• _Recorded data_
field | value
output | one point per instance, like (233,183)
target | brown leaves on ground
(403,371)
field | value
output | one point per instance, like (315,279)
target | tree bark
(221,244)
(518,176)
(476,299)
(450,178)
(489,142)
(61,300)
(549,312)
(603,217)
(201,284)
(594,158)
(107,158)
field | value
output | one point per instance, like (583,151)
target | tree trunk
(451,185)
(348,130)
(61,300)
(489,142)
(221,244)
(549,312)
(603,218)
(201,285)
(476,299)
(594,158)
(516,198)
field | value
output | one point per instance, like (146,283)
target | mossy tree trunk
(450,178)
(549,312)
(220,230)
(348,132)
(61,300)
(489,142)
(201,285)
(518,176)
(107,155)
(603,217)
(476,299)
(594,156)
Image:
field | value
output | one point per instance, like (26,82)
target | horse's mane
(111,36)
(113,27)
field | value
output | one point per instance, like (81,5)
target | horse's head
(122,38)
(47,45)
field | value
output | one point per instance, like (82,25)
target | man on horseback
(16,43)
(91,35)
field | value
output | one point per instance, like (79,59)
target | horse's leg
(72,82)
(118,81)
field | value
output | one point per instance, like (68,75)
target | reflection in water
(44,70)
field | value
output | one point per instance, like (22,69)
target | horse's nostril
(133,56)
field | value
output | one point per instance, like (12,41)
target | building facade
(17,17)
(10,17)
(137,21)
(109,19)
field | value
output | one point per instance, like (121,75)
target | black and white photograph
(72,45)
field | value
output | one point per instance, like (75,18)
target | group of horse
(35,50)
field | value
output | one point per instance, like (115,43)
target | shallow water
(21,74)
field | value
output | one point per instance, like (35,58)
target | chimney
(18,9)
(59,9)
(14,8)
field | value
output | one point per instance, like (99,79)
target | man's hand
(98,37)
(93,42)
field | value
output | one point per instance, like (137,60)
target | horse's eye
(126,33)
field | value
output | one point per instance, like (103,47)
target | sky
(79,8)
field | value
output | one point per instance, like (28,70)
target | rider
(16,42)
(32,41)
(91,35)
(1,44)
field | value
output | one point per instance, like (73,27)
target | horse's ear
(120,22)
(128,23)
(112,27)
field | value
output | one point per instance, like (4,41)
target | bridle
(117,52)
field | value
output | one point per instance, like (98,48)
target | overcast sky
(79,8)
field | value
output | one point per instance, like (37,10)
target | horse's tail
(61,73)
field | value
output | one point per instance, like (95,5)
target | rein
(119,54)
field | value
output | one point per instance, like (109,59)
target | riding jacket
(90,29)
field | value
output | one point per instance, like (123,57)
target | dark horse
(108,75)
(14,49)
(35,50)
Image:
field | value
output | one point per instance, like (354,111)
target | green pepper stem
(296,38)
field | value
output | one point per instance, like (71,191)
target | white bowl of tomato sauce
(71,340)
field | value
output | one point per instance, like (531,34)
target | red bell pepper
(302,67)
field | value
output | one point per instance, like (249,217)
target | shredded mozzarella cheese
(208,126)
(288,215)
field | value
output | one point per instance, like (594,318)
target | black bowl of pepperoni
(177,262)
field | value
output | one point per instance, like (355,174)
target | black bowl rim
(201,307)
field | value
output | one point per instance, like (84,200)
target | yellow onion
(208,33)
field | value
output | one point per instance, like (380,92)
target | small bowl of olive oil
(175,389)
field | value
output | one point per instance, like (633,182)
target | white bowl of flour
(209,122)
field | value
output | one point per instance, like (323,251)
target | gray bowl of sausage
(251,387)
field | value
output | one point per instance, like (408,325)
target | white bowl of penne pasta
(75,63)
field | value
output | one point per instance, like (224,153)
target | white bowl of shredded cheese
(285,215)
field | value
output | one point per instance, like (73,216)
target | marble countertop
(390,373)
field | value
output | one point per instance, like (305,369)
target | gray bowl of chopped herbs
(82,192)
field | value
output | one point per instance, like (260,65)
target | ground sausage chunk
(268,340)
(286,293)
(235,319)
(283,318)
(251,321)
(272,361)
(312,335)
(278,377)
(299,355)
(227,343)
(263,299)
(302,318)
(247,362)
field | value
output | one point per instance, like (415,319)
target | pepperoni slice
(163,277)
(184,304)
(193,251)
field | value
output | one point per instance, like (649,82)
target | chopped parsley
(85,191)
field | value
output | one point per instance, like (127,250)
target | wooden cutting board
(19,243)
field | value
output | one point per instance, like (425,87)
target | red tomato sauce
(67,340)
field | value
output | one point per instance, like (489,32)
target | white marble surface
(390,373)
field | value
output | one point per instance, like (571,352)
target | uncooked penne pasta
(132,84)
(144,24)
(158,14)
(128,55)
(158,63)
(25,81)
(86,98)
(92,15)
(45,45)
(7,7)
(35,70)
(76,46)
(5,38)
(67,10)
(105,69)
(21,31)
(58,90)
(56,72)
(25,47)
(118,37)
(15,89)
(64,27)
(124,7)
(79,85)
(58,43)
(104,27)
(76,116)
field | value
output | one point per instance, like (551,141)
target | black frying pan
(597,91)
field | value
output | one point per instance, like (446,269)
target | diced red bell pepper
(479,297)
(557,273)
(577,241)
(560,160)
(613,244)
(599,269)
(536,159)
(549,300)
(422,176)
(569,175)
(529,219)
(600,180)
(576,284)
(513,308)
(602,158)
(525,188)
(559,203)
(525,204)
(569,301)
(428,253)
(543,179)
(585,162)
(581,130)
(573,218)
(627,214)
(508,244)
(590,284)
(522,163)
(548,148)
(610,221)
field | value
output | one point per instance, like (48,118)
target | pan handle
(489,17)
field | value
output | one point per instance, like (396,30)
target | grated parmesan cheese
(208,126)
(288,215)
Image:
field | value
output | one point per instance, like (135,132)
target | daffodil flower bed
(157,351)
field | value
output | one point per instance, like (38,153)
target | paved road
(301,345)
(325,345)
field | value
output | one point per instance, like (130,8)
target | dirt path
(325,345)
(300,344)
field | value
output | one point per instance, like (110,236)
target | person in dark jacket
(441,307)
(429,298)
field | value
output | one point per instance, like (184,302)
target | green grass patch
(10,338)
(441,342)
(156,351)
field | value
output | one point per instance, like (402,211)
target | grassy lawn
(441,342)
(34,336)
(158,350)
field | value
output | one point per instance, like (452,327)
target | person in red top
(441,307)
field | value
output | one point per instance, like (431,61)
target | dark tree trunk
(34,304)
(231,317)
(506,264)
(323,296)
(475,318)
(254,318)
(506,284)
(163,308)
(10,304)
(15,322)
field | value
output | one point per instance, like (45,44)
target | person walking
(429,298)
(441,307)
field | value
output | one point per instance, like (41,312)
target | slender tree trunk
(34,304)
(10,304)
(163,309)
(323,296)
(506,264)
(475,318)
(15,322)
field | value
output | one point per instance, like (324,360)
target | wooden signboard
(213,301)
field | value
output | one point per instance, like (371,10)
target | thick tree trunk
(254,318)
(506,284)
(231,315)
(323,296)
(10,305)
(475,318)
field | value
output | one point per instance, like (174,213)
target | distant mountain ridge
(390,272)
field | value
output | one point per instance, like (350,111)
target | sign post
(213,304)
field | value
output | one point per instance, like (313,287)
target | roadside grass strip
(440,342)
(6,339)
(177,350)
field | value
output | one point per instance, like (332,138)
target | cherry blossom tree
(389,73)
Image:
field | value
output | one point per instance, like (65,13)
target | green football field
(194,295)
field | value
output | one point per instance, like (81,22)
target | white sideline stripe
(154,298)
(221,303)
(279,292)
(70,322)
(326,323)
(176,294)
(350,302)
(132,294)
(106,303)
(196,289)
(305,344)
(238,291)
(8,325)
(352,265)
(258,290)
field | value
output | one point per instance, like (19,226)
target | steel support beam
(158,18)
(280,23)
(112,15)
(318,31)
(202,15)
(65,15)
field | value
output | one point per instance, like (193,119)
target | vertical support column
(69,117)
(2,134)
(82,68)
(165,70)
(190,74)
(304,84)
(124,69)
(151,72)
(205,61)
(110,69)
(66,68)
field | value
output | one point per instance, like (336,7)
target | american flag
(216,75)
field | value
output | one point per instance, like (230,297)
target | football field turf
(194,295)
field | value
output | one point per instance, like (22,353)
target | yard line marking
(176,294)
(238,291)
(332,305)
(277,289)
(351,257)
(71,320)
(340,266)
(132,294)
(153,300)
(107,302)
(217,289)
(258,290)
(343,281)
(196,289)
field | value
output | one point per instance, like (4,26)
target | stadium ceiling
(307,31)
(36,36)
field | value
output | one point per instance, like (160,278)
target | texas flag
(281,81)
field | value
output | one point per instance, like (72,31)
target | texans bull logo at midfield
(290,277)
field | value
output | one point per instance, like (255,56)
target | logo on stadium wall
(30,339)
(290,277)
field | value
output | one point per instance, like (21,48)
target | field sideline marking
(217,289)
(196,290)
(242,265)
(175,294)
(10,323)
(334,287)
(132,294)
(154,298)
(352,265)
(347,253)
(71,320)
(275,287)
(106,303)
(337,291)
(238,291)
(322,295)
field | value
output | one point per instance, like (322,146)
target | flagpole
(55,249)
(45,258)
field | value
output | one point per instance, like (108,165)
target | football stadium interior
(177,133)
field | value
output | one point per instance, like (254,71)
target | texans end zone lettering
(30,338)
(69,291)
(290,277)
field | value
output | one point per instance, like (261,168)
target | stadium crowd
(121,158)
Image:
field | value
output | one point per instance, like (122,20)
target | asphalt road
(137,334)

• _Requirement_
List every line in the records above that contains the word "sauce", copying each line in full.

• _Answer to this task_
target | white bowl of tomato sauce
target | red tomato sauce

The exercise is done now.